Could you please output all of the data exactly, without the images?
•••••
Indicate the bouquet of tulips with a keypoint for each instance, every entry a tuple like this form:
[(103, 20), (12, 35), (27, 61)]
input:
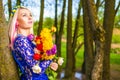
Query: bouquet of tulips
[(45, 49)]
•••••
*Your response*
Indicate the bouquet of tulips with a keypoint for each instance, every entry a tuple like this form:
[(103, 20), (12, 35), (27, 61)]
input:
Query: bouquet of tulips
[(45, 49)]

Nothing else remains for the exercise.